Selected extract:
When installing Linux on a new system, users are frequently confronted with the need to partition their available hard drive space. Some newer distributions make partitioning choices automatically for you, and allow you to override those choices if you wish. Others require that you use tools like fdisk or cfdisk.
Do not build up additional complexity by dividing your hard disk into partitions - one partition for all folders works best. For example, if you set a fixed space for your /home directory, it can happen that this partition runs full and - although you still have plenty of space on your hard disk, you are at the space limit for /home. So, use one partition for all your folders. To be more flexible with swap space, use a swap file.
The Root partition
The /usr filesystem is where almost every program, library or data-file on your system will live. It needs to be correspondingly big. 6-15 gigabytes is adequate for most applications, even if you load your system down with package after package.
Almost every Linux system will need swap space. The classic piece of advice is "swap should be double the amount of RAM you have", though this is not a rigid guideline. Another guideline is to have at least 1x your RAM size, but this also isn't a fixed, absolute requirement (this used to be necessary for linux, but not anymore for recent versions). It depends mainly on what applications you want to run. Applications like video/movie editing, 3d rendering, large image editing, database servers and web application servers can use a lot of memory and if you don't have that as RAM, it will need a large swap space.

Requirement A:
Answer these questions from the text on Linux disk partitioning:
(i) What size range does it call adequate for the /usr filesystem?
(ii) What does it recommend using to be more flexible with swap space?
(iii) What is the classic piece of advice it quotes on swap size?
Requirement B: Summarize the text on Linux disk partitioning in two sentences.
Requirement C: Please continue the text on Linux disk partitioning from the point where it stops.

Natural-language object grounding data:
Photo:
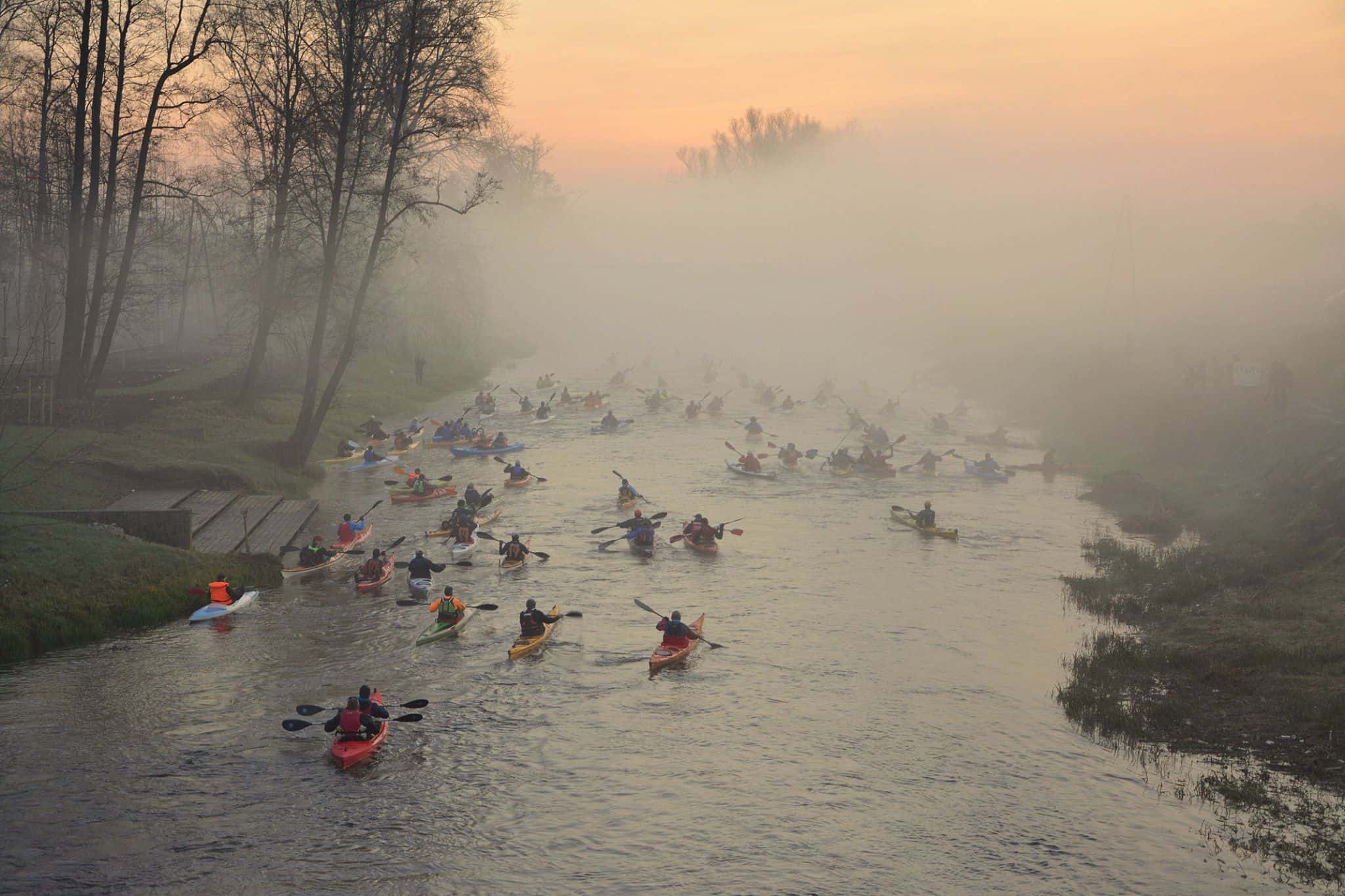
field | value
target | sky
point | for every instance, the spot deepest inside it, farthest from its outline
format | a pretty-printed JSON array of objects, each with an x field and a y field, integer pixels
[{"x": 1224, "y": 96}]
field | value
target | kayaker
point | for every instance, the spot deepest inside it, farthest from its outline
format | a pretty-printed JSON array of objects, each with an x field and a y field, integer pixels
[
  {"x": 422, "y": 567},
  {"x": 353, "y": 725},
  {"x": 314, "y": 554},
  {"x": 373, "y": 567},
  {"x": 349, "y": 528},
  {"x": 223, "y": 593},
  {"x": 450, "y": 609},
  {"x": 514, "y": 550},
  {"x": 533, "y": 622},
  {"x": 366, "y": 703},
  {"x": 676, "y": 633}
]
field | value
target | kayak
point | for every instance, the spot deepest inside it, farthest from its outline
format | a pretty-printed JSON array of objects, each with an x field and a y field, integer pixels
[
  {"x": 666, "y": 656},
  {"x": 527, "y": 644},
  {"x": 761, "y": 475},
  {"x": 215, "y": 610},
  {"x": 369, "y": 585},
  {"x": 338, "y": 545},
  {"x": 994, "y": 476},
  {"x": 514, "y": 565},
  {"x": 906, "y": 519},
  {"x": 709, "y": 548},
  {"x": 474, "y": 452},
  {"x": 369, "y": 465},
  {"x": 437, "y": 630},
  {"x": 347, "y": 753}
]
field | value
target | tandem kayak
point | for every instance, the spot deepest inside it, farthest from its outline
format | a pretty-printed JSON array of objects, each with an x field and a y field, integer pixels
[
  {"x": 530, "y": 644},
  {"x": 215, "y": 610},
  {"x": 458, "y": 452},
  {"x": 994, "y": 476},
  {"x": 347, "y": 753},
  {"x": 338, "y": 545},
  {"x": 369, "y": 585},
  {"x": 906, "y": 519},
  {"x": 761, "y": 475},
  {"x": 437, "y": 630},
  {"x": 666, "y": 656}
]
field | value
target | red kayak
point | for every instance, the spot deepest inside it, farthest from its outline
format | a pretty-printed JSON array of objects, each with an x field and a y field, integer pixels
[
  {"x": 708, "y": 548},
  {"x": 369, "y": 585},
  {"x": 347, "y": 753}
]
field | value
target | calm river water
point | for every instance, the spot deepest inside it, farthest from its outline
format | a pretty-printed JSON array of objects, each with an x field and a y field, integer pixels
[{"x": 881, "y": 719}]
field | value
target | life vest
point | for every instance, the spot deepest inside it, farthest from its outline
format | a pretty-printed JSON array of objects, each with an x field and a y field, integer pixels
[{"x": 349, "y": 721}]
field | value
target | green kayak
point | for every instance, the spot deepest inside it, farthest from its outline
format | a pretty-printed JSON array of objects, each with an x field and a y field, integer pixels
[{"x": 437, "y": 630}]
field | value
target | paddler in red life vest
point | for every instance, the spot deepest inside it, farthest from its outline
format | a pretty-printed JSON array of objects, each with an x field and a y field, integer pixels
[
  {"x": 373, "y": 567},
  {"x": 222, "y": 593},
  {"x": 354, "y": 725},
  {"x": 533, "y": 622},
  {"x": 676, "y": 633},
  {"x": 349, "y": 530}
]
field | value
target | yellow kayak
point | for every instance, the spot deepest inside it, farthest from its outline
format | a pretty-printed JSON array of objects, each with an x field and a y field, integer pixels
[{"x": 529, "y": 644}]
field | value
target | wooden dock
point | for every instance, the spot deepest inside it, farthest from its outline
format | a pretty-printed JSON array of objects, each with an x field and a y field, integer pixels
[{"x": 229, "y": 522}]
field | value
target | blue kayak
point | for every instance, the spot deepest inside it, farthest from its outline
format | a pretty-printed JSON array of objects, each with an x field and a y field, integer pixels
[
  {"x": 994, "y": 476},
  {"x": 458, "y": 452}
]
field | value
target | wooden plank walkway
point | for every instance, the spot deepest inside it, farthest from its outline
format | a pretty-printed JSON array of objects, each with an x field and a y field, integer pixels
[
  {"x": 286, "y": 524},
  {"x": 206, "y": 505},
  {"x": 225, "y": 534},
  {"x": 152, "y": 500}
]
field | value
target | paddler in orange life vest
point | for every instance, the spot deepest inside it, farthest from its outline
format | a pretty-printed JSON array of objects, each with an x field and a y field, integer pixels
[
  {"x": 676, "y": 633},
  {"x": 349, "y": 530},
  {"x": 533, "y": 622},
  {"x": 223, "y": 593},
  {"x": 373, "y": 567}
]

Expected output A:
(i) 6-15 gigabytes.
(ii) A swap file.
(iii) Swap should be double the amount of RAM you have.

Expected output B: Installing Linux often means partitioning the hard drive, and the text advises using one partition for all folders, plus a swap file for flexibility, rather than fixed partitions such as /home that can run full. It says the /usr filesystem needs 6-15 gigabytes, and that swap space, while needed on almost every system, has no rigid size rule and depends mainly on the applications to be run.

Expected output C:
A good way to decide the size, is to just try and see. Pick a size (it is usually easier to reduce the swap size after-wards, so aim high) and run your 'normal' workload for a while and see how much swap is used (See Memory diagnostic tools). You can then adjust/resize the partitions or re-partition completely.
To optimize for speed, it is advisable to put the swap partition on a different hard disk (if you have one) instead of on the main hard disk with the OS on it. It is also possible to spread the swap space over multiple hard disks, this can also increase the speed. Linux can handle multiple swap spaces, and each swap space can have a priority (pri=somenumber in fstab, also see swapon command).
If you have several disks, or choose to use logical partitions, you may want to add additional partitions. Operators of multi-user systems in particular may have a use for some or all of the following. You should evaluate how much usage you expect your system to get, and size these partitions accordingly.
At one time, the venerable LILO boot-loader required that it find its necessary files within the first 1024 cylinders of the disk it was booting from. People would typically create a small (10 megabyte) partition for this purpose. This restriction is not a problem with recent versions of LILO and its presumed successor GRUB.
Many large systems have hundreds or thousands of email accounts. It is often desirable to put the mail spool directory (usually
/var/spool/mail, the place where email inboxes reside in the filesystem) onto a separate partition. Creating a separate partition for /var lets the system administrator keep a full email box from disrupting the rest of his system.
On large multiuser systems where users may be storing a lot of data (such as Web pages), creating a separate partition for home directories is useful.
On a single-user system where you have a lot of disk space left over, you might also choose to create a /home partition for your home directory, and use the remaining space for it.
People who collect home movies may want a /media partition; likewise, people supporting large CVS projects may want a /cvs partition.